Action item: Each line of the data has to be retyped exactly as it is.

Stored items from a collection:
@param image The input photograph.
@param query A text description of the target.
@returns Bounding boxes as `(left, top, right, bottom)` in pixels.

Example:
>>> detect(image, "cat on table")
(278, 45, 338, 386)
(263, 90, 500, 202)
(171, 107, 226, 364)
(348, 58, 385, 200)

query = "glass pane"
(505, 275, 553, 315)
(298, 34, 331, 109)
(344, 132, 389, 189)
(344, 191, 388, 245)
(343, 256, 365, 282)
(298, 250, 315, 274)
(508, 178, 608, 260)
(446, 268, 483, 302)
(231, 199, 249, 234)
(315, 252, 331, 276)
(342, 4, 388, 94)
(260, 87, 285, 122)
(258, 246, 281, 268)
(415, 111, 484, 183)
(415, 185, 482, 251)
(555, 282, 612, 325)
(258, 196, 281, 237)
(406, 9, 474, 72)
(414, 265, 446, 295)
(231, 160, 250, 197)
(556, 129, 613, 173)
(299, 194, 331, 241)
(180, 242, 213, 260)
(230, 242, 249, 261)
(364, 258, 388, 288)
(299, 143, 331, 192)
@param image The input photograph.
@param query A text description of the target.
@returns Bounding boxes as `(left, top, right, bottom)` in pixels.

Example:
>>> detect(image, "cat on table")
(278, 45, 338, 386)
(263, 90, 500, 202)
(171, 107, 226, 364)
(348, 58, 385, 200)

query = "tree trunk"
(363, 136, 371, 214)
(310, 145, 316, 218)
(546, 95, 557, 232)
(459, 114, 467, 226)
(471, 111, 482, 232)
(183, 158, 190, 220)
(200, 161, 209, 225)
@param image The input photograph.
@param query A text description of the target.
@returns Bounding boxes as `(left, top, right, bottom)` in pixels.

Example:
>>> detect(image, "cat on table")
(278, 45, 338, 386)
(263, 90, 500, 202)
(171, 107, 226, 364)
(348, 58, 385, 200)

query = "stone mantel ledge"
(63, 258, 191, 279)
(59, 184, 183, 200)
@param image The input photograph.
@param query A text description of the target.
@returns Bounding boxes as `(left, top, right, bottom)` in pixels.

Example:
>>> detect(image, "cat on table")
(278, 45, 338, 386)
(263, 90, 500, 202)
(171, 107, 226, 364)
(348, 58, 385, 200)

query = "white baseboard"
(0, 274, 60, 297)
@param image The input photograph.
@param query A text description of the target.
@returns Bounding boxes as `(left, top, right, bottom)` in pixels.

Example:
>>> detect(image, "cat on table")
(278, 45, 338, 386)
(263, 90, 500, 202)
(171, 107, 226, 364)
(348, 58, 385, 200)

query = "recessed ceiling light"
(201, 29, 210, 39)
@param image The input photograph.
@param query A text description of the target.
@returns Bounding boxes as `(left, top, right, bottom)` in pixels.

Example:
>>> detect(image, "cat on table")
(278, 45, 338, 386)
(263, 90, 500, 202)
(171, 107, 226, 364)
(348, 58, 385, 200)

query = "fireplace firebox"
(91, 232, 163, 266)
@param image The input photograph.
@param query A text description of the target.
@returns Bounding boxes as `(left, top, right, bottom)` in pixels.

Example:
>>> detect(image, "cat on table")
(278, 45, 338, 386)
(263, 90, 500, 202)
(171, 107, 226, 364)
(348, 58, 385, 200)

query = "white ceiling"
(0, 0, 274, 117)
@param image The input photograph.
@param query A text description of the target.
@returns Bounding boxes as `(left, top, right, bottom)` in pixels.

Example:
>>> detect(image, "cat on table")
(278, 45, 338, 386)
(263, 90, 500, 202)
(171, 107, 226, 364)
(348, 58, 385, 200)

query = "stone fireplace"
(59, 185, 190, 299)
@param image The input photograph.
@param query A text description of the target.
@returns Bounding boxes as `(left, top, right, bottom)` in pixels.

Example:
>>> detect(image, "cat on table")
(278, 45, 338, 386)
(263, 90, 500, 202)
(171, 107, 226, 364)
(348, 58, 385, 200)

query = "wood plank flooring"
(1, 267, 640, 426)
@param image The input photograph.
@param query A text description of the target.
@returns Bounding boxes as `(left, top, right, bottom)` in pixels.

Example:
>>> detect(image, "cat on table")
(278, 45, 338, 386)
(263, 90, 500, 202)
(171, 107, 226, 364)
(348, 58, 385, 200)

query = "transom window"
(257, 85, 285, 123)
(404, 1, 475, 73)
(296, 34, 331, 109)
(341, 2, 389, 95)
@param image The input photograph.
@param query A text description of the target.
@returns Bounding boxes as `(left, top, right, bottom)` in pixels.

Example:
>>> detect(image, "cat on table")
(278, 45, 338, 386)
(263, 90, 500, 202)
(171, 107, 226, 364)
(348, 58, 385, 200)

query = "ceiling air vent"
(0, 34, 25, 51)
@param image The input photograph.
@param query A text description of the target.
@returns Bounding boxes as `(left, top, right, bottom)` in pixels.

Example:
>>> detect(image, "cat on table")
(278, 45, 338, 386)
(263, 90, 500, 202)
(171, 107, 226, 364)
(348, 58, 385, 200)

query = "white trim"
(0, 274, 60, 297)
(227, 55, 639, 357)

Result of the task:
@param image The input photograph.
@param query A text description of the target.
@returns Bounding boxes as `(left, top, right, bottom)` in pixels.

Example:
>>> detect(image, "cat on table")
(278, 45, 338, 386)
(263, 90, 500, 202)
(171, 107, 226, 364)
(348, 58, 385, 200)

query = "glass pane"
(505, 275, 553, 315)
(298, 34, 331, 109)
(344, 132, 389, 189)
(344, 191, 388, 245)
(343, 256, 365, 282)
(298, 250, 315, 274)
(508, 178, 608, 260)
(446, 268, 483, 302)
(231, 199, 249, 234)
(315, 252, 331, 276)
(342, 4, 388, 94)
(260, 87, 285, 122)
(258, 246, 281, 268)
(415, 111, 484, 183)
(415, 185, 482, 251)
(555, 282, 612, 325)
(258, 196, 281, 237)
(406, 9, 474, 72)
(414, 265, 446, 295)
(231, 160, 250, 197)
(556, 129, 613, 173)
(299, 194, 331, 241)
(180, 242, 213, 260)
(230, 242, 249, 261)
(364, 258, 388, 288)
(299, 143, 331, 192)
@param image The input photograph.
@param query A text description of the target.
@returns Bounding boxes as `(left, top, right, bottom)` in pixels.

Example:
>>> detect(image, "cat on table")
(278, 45, 338, 386)
(263, 90, 500, 202)
(171, 107, 226, 364)
(348, 58, 385, 200)

query = "tree trunk"
(363, 136, 371, 214)
(310, 145, 316, 218)
(546, 95, 557, 232)
(459, 114, 467, 226)
(471, 111, 482, 232)
(183, 158, 190, 220)
(200, 161, 209, 225)
@param image The input photograph.
@param query A text description of the target.
@returns Bounding boxes as `(left, top, right, bottom)` in pixels.

Example:
>>> detect(image, "cat on table")
(278, 45, 338, 386)
(263, 90, 500, 202)
(171, 107, 226, 364)
(348, 58, 385, 200)

query = "stone mantel ledge"
(63, 258, 191, 279)
(59, 184, 183, 200)
@param image The input photograph.
@param query A text description of the target.
@returns Bounding boxes as `(left, top, right, bottom)` in pixels.

Example:
>>> detect(image, "cat on table")
(278, 45, 338, 386)
(263, 90, 500, 202)
(171, 107, 226, 364)
(348, 58, 385, 200)

query = "white baseboard"
(0, 274, 60, 297)
@param image The input photograph.
@param query A text description of the target.
@returns Bounding boxes as `(left, top, right, bottom)` in pixels.

Example:
>>> detect(image, "cat on table")
(278, 45, 338, 386)
(263, 90, 500, 202)
(171, 107, 226, 364)
(348, 58, 385, 200)

query = "recessed ceiling light"
(201, 29, 210, 39)
@param image The input photograph.
@param query A text description of the target.
@returns Bounding boxes as `(left, top, right, bottom)` in pixels.

Example:
>>> detect(image, "cat on table")
(278, 45, 338, 386)
(263, 90, 500, 202)
(171, 107, 226, 364)
(348, 58, 385, 200)

query = "fireplace firebox"
(91, 232, 163, 266)
@param image The input photograph.
@param query A text description of the target.
@returns Bounding boxes as `(left, top, right, bottom)` in pixels.

Example:
>>> detect(image, "cat on table")
(278, 45, 338, 386)
(263, 90, 500, 202)
(171, 107, 226, 364)
(348, 58, 385, 200)

query = "white ceiling"
(0, 0, 274, 117)
@param image The input photograph.
@param query A text description of the target.
@returns Bounding boxes as `(left, top, right, bottom)` in pixels.

Example:
>>> detect(image, "cat on table")
(278, 45, 338, 386)
(263, 90, 500, 202)
(171, 107, 226, 364)
(348, 58, 385, 200)

query = "stone fireplace"
(59, 185, 190, 299)
@param image The input photograph.
@param query A text description of the target.
@returns Bounding boxes as `(left, top, right, bottom)` in pixels.

Example:
>>> detect(image, "cat on table")
(278, 45, 338, 386)
(263, 90, 500, 202)
(171, 107, 226, 364)
(348, 58, 385, 200)

query = "wood plank flooring"
(1, 267, 640, 426)
@param image The input photograph.
@param query A text description of the target.
@returns Bounding boxes as `(left, top, right, bottom)` in pixels.

Example:
>>> detect(image, "cat on table")
(278, 45, 338, 386)
(263, 90, 500, 202)
(171, 107, 226, 364)
(348, 58, 385, 200)

query = "transom window"
(257, 85, 285, 123)
(404, 1, 475, 73)
(296, 34, 331, 109)
(341, 2, 389, 95)
@param image The input photograph.
@param query A text description of the target.
@returns Bounding boxes as `(left, top, right, bottom)` in pixels.

Example:
>>> detect(image, "cat on table")
(278, 45, 338, 386)
(263, 90, 500, 202)
(171, 107, 226, 364)
(348, 58, 385, 200)

query = "ceiling air vent"
(0, 34, 25, 51)
@param image The input photograph.
@param query A text description of the target.
@returns Bounding boxes as `(left, top, right, bottom)` in pixels.

Example:
>>> detect(image, "cat on table")
(278, 45, 338, 386)
(263, 90, 500, 202)
(171, 107, 226, 364)
(348, 58, 385, 200)

query = "white trim"
(0, 274, 60, 297)
(227, 55, 639, 357)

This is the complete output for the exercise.